YOUR TASK —
Each line below from the one containing "Target: sidewalk" through the one containing "Target: paving slab" is to be given again exactly, and no line outside that span.

DATA SHOWN —
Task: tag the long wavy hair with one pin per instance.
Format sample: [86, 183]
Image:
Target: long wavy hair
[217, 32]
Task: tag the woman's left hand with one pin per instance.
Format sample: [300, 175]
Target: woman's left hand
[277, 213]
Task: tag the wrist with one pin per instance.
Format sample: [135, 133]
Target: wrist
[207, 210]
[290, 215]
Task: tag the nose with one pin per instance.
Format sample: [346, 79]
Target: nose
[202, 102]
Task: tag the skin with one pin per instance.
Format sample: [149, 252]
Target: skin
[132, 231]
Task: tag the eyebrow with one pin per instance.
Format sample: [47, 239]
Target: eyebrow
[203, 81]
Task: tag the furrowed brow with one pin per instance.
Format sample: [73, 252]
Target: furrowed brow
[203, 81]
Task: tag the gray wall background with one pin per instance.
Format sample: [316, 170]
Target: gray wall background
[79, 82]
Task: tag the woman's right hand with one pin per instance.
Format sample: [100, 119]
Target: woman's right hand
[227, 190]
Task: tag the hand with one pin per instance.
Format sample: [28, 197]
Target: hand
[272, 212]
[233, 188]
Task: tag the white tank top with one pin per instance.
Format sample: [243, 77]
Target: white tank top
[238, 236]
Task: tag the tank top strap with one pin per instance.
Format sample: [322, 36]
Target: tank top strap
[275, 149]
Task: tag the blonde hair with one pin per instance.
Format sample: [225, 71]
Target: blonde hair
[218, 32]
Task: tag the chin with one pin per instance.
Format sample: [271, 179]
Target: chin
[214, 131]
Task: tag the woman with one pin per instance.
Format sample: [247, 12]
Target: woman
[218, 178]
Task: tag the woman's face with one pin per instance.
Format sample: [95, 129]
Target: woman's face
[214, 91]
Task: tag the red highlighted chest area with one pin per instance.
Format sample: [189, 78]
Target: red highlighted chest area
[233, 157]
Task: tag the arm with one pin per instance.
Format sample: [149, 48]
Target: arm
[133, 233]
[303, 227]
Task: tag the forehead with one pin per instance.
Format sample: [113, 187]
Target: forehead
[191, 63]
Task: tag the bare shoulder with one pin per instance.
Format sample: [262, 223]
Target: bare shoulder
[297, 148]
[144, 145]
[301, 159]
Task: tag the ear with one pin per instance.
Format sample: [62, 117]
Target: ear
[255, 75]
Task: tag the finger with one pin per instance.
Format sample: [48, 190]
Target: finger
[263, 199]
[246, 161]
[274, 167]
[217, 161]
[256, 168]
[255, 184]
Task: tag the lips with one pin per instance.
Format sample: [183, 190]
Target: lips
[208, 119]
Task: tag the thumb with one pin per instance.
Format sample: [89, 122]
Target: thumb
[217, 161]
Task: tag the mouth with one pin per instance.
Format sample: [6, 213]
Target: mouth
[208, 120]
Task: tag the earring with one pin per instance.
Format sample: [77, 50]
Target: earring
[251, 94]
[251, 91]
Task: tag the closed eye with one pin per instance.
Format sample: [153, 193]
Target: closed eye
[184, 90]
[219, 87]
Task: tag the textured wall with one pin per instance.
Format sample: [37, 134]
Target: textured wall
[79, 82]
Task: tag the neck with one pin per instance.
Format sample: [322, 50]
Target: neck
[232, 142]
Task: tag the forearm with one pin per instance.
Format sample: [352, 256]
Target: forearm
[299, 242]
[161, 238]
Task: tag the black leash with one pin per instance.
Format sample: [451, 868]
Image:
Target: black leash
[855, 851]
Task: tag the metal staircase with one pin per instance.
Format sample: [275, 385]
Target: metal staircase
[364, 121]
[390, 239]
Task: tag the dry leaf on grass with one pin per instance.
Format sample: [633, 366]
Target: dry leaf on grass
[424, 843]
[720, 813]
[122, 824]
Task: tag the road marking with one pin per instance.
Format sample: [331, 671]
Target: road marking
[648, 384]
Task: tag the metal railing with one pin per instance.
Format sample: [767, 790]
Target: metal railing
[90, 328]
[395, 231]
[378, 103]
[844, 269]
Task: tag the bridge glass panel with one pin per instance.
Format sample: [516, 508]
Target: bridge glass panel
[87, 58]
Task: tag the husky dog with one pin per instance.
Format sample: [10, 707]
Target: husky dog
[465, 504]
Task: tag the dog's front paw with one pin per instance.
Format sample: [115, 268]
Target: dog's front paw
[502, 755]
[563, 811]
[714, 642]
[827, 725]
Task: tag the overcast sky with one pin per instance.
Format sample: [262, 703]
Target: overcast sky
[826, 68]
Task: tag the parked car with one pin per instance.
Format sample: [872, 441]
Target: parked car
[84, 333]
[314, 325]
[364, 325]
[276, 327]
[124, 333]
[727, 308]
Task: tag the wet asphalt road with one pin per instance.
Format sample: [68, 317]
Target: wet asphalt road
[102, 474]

---

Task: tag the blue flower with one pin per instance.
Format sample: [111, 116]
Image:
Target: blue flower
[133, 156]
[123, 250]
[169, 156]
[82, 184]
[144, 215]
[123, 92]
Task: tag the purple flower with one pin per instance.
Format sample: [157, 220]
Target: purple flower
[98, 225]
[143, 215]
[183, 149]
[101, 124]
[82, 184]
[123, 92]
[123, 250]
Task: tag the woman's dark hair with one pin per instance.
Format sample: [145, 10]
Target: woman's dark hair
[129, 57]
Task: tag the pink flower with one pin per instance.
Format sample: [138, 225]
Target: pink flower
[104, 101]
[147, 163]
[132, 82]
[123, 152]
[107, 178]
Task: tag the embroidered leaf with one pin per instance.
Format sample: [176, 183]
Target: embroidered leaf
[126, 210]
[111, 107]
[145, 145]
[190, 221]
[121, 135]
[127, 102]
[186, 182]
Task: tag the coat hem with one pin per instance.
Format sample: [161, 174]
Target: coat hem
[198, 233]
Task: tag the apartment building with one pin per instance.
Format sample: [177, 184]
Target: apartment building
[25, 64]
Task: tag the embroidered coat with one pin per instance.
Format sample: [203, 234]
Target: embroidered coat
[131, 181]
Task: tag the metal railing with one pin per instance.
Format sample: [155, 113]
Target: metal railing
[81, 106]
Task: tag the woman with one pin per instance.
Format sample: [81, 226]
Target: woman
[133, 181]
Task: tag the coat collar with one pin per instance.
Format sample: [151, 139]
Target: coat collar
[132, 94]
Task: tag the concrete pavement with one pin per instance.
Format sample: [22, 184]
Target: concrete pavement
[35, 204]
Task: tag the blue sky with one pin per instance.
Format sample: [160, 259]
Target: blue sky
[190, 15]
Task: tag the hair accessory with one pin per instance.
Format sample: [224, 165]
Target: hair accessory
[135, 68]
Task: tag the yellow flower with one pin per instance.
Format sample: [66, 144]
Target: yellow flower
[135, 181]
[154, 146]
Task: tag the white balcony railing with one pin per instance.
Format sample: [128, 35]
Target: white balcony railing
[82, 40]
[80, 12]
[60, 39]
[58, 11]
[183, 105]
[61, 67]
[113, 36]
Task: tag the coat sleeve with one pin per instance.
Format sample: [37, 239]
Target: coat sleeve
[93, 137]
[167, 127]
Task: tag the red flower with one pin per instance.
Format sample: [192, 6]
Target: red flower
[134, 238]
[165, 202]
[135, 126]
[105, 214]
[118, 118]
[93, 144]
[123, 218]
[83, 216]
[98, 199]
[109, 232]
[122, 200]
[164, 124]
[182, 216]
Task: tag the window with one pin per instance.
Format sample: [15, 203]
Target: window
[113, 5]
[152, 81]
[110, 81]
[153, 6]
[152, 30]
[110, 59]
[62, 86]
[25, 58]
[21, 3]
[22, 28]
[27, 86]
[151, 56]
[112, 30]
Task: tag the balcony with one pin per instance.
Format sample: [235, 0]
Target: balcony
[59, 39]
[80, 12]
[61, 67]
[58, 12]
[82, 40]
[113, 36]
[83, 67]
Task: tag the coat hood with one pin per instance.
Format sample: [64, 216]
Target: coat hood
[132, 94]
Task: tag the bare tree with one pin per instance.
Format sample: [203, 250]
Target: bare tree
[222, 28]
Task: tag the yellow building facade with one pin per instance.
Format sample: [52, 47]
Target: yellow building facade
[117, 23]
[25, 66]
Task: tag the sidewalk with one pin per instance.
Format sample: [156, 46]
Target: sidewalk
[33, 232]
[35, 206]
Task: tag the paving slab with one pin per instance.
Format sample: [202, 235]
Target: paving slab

ANSWER TO THIS PROBLEM —
Target: sidewalk
[33, 232]
[35, 206]
Task: tag the paving slab with one pin per instance.
Format sample: [202, 235]
Target: paving slab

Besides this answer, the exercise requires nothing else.